■ TEXT PASSAGE
-- Opening Marker --

Department of Pediatric, IRCCS San Raffaele Hospital, Milan, Italy.
Pediatric Unit, Department of Biotechnology and Applied Sciences, University of L'Aquila, Aquila, Italy.


Puberty is a sensitive period of life characterized by the appearance of secondary sex characteristics which leads to a complete sexual maturation. It physiologically starts between the age of 8 and 13 years in girls and 9 and 14 years in boys. In the last two decades, several studies have showed that start of puberty has moved up to younger ages by 12-18 months, and some of the hypotheses trying to explain this change include the role of nutritional status and obesity and the influence of extrinsic factors such as exposure to endocrine-disrupting chemicals (EDCs), as well. The hypothalamic-hypophysis-gonadal axis develops during embryogenesis, and except for a period of activation immediately after birth, remains suppressed until the onset of pubertal development. At the beginning of puberty, the pulse generator is reactivated, probably due to progressive stimulatory influences on GnRH neurons from glial signals and neurotrasmitters. Kisspeptin and its receptor play a fundamental role in this phase. Premature Pubarche/Adrenarche, Premature Thelarche, and Premature Menarche are incomplete forms of precocious pubertal development that have their origin in endocrine mechanisms that only recently have started to be understood. It is important to distinguish these forms from the complete ones in order to reassure patients and parents about the non-evolution of pubertal progression and avoid non-useful treatments with analogous LHRH.

-- Closing Marker --

■ TASKS FOR THIS EXERCISE
(1) According to the puberty text, by how much has the start of puberty moved to younger ages in the last two decades?
(2) Extract the part of the puberty text from "Department of Pediatric, IRCCS" up to and including "L'Aquila, Aquila, Italy.".
(3) Can you condense the paragraph of the puberty text beginning "Puberty is a sensitive period of life" into a short bulleted list that keeps its main facts?
The listing comes from a separate source that has nothing to do with the puberty text.

■ DATA EXTRACT
-- Opening Marker --

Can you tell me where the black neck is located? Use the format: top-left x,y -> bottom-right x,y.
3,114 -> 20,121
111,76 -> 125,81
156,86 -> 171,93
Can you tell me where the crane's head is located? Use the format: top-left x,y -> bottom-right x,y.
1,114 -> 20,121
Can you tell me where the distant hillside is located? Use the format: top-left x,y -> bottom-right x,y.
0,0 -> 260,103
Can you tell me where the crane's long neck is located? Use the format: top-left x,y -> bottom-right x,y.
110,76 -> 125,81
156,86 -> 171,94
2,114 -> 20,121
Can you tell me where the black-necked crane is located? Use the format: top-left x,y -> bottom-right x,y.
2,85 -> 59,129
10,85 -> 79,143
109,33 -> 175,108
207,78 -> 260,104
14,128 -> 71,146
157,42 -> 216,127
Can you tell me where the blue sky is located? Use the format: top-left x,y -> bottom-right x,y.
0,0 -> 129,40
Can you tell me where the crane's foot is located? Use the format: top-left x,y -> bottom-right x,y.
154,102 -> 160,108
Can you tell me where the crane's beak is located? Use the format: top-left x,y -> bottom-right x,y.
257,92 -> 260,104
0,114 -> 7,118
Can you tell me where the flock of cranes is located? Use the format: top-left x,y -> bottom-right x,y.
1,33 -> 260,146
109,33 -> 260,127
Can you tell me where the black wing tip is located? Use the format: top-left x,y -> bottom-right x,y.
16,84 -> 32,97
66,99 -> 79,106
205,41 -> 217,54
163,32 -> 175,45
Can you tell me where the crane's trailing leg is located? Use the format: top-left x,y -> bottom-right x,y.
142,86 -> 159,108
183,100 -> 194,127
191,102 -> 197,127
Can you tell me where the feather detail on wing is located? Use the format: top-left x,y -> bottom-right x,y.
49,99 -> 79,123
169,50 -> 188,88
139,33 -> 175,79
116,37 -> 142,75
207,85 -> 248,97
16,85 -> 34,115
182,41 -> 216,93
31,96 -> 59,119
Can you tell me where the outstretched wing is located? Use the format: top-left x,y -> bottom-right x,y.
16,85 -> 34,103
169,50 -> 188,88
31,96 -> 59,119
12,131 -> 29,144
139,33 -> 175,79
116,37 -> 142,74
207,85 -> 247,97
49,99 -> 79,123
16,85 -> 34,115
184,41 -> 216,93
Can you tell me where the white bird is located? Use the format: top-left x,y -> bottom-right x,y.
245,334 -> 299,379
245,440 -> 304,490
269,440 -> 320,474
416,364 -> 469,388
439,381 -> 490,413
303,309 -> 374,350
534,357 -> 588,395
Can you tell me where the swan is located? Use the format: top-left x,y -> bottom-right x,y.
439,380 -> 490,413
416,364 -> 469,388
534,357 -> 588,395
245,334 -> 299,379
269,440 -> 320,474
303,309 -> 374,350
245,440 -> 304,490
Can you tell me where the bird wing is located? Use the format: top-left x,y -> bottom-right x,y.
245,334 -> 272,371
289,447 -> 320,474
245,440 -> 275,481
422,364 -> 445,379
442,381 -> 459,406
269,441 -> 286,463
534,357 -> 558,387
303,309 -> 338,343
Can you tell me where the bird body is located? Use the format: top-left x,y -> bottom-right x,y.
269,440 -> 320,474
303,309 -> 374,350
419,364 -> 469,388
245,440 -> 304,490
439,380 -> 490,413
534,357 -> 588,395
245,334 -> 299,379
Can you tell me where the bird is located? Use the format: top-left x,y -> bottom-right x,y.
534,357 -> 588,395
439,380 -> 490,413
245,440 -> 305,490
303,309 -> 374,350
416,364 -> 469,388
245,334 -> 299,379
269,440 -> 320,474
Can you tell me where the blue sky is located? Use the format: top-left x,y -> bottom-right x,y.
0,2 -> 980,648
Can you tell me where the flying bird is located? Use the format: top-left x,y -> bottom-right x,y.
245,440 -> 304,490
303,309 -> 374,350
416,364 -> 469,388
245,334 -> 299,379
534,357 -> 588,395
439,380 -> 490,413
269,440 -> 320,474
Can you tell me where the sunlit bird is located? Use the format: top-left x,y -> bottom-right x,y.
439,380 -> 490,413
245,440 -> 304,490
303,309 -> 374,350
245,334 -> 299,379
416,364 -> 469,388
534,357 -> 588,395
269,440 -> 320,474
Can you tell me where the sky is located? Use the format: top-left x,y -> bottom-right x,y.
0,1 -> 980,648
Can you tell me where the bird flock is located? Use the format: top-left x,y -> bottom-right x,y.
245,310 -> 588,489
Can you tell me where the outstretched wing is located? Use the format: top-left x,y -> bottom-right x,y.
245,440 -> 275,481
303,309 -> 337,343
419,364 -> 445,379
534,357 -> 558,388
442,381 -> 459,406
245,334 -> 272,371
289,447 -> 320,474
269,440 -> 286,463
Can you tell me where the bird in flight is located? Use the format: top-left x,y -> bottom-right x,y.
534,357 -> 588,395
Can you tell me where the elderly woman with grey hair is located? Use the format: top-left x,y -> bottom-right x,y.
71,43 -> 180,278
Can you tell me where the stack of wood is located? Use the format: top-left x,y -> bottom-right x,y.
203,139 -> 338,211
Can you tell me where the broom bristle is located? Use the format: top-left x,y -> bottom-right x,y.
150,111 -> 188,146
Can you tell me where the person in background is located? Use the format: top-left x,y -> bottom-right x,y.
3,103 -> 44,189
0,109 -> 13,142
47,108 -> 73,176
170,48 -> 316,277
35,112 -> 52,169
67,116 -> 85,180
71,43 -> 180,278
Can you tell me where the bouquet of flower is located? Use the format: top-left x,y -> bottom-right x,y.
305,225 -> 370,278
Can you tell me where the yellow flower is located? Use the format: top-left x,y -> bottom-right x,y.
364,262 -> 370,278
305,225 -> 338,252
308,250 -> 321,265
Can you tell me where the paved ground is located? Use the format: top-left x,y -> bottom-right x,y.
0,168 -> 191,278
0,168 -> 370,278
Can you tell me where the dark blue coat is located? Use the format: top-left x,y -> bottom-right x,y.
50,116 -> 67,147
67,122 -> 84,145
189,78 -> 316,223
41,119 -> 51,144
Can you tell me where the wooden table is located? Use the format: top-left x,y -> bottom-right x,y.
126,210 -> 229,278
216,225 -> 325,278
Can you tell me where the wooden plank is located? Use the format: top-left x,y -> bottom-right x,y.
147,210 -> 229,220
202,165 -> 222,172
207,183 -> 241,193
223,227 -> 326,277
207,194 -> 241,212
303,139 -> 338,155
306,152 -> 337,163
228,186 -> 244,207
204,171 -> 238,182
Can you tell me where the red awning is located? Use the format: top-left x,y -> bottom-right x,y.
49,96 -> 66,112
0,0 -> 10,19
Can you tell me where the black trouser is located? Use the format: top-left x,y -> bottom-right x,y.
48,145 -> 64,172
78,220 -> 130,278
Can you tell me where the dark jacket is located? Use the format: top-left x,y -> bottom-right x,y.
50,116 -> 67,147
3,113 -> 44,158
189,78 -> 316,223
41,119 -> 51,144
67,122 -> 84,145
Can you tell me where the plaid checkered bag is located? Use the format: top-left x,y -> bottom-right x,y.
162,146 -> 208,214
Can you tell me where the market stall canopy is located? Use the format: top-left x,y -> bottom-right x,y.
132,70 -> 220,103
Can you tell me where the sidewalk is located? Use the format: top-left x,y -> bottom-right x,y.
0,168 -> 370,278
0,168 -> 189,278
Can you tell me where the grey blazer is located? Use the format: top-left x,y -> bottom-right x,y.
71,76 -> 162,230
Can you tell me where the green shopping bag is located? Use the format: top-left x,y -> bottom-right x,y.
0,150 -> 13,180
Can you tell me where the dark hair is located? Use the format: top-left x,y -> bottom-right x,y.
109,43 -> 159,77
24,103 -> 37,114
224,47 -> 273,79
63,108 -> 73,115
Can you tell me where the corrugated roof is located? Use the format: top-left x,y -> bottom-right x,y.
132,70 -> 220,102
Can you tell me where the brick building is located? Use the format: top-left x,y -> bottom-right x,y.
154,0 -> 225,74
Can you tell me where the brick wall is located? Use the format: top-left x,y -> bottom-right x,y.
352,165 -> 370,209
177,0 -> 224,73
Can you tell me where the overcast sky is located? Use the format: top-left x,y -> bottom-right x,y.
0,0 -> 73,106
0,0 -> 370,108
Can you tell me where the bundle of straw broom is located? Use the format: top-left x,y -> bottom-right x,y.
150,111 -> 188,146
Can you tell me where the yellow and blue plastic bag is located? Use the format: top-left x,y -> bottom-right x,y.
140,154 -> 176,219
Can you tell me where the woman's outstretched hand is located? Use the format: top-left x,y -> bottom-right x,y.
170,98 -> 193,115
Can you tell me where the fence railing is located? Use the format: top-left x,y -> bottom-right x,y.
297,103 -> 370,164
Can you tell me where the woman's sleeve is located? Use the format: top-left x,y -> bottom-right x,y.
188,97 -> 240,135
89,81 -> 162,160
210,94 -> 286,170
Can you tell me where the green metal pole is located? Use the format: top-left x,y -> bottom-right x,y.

-- Closing Marker --

■ EXPECTED OUTPUTS
(1) By 12 to 18 months.

(2)
Department of Pediatric, IRCCS San Raffaele Hospital, Milan, Italy.
Pediatric Unit, Department of Biotechnology and Applied Sciences, University of L'Aquila, Aquila, Italy.

(3)
- Puberty is the period when secondary sex characteristics appear, leading to full sexual maturation.
- It normally starts at ages 8–13 in girls and 9–14 in boys.
- Over the last two decades, its onset has moved 12–18 months earlier. Proposed explanations include nutritional status, obesity and exposure to endocrine-disrupting chemicals (EDCs).
- The hypothalamic-hypophysis-gonadal axis develops during embryogenesis. Apart from a brief activation after birth, it stays suppressed until puberty.
- At puberty the pulse generator reactivates, probably through glial signals and neurotransmitters acting on GnRH neurons. Kisspeptin and its receptor play a key role.
- Premature Pubarche/Adrenarche, Premature Thelarche and Premature Menarche are incomplete forms of precocious puberty.
- Telling these forms apart from complete ones lets doctors reassure patients and parents and avoid unnecessary treatment with LHRH analogues.